What people are saying is most of us sympathize and understand how you feel. Its the WHAT IF that I am not willing to take. No one is saying to treat him as a potential monster, but you HAVE to respect what he is and what history shows. Have you never had a bad day and acted abnormally and then realized a few days later, wow I should not have done that, or I was in a bad mood and didn't mean that. Why can't you respect a dog could have one of those days? And with a Pit Bull they have the ability to kill when they make a mistake, so why take the risk and leave your dog alone with anything, at anytime? Why put your dog in that situation? I am not like some people who think they SHOULD NEVER be around other animals (each one is different) but alone, NEVER alone! Its just not worth the risk.


----------



## bsd13 (Mar 8, 2011)

amberjo0509 said:


> To each their own I suppose...95% of the time he is the only dog I have but I refuse to treat him like a potential monster in the closet. He grew up at my mom's with 4 other dogs and since we've been on our own he's always been allowed to play with any other dog that wants to play with him and has always done great. I would hate for something to happen but he's 4 years old and has never given me a reason to worry. I call this dog off the neighborhood cats all the time and I feel like that shows a lot of self restraint on his part because he's much faster and stronger than me but chooses to listen, I feel like he applies that same restraint everyday whether it's tested or not...this dog was on deaths door when I got him and I think he remembers that and chooses to rise above the stereo types. To me he's not a Pit Bull..He's my dog, that's all And I doubt anyone would ever change how I raise my dogs because they have always been wonderful


I hope your dogs really are that one exception to the rule. For your sake, for your dog's sakes, and for the sake of the other animals they are around.


----------



## ashes (Jul 7, 2010)

Given material:
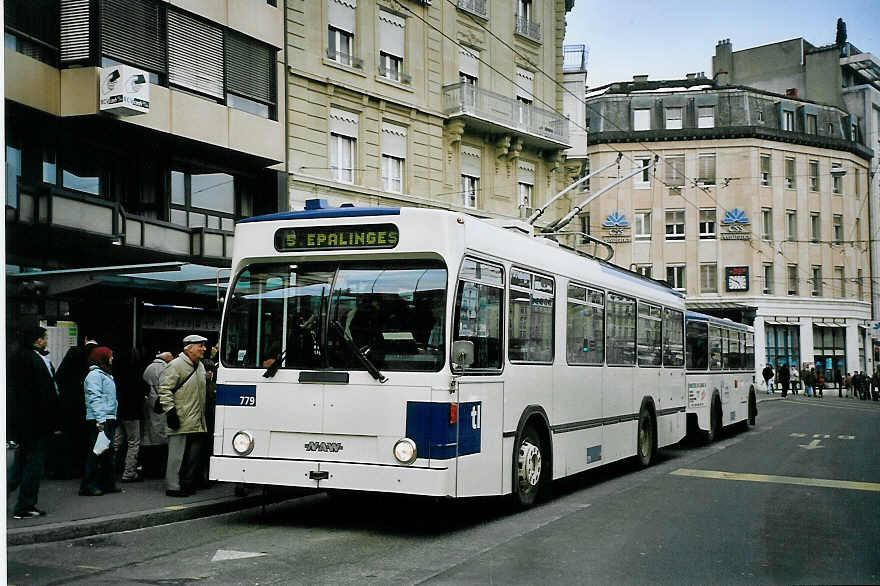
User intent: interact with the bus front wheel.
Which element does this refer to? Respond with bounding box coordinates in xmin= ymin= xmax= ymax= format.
xmin=637 ymin=407 xmax=656 ymax=468
xmin=514 ymin=425 xmax=546 ymax=507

Required work:
1. Can you print the stretch of the pit bull thread from "What people are" through "worth the risk.", word for word?
2. Could you carry the pit bull thread on from the point where it stops?
The data plays no part in anything asked here.

Exercise responses:
1.
What people are saying is most of us sympathize and understand how you feel. Its the WHAT IF that I am not willing to take. No one is saying to treat him as a potential monster, but you HAVE to respect what he is and what history shows. Have you never had a bad day and acted abnormally and then realized a few days later, wow I should not have done that, or I was in a bad mood and didn't mean that. Why can't you respect a dog could have one of those days? And with a Pit Bull they have the ability to kill when they make a mistake, so why take the risk and leave your dog alone with anything, at anytime? Why put your dog in that situation? I am not like some people who think they SHOULD NEVER be around other animals (each one is different) but alone, NEVER alone! Its just not worth the risk.

2.
when I was a kid and I'm talking years back we would leave our pit with our Lab alone fortunately we never had problems with either of them. I consider myself lucky for it and this was before I knew to separate and to me it didn't even cross my mind since we never had problems with the dog, But they were female and male so that could of helped as well. My grandma till this day doesn't separate her pit bull and German shepard and lol somehow they don't have problems either?? But once again it is female and male lol She did have German shepards who did have to be tied from one another because they would fight till the death! lol I've warned her but she's an old stubborn woman


----------



## aus_staffy (Nov 10, 2009)

amberjo0509 said:


> To each their own I suppose...95% of the time he is the only dog I have but I refuse to treat him like a potential monster in the closet. He grew up at my mom's with 4 other dogs and since we've been on our own he's always been allowed to play with any other dog that wants to play with him and has always done great. I would hate for something to happen but he's 4 years old and has never given me a reason to worry. I call this dog off the neighborhood cats all the time and I feel like that shows a lot of self restraint on his part because he's much faster and stronger than me but chooses to listen, I feel like he applies that same restraint everyday whether it's tested or not...this dog was on deaths door when I got him and I think he remembers that and chooses to rise above the stereo types. To me he's not a Pit Bull..He's my dog, that's all And I doubt anyone would ever change how I raise my dogs because they have always been wonderful


You have the appropriate information from some people with experience. What you choose to do with it is up to you. I genuinely hope you don't learn the hard way.

We used to leave our two SBTs (male/female) out together during the day for about a year. We were extremely lucky that the first serious fight (the female had to go immediately to the after hours vet to get stitched up) they had we were home for. If there hadn't been anyone home to separate them she would be dead. End of story. Since then, I don't assume that my dogs are the exception to the rule and no chances are taken.


----------



## Gimbler (Jan 29, 2010)

aus_staffy said:


> You have the appropriate information from some people with experience. What you choose to do with it is up to you. I genuinely hope you don't learn the hard way.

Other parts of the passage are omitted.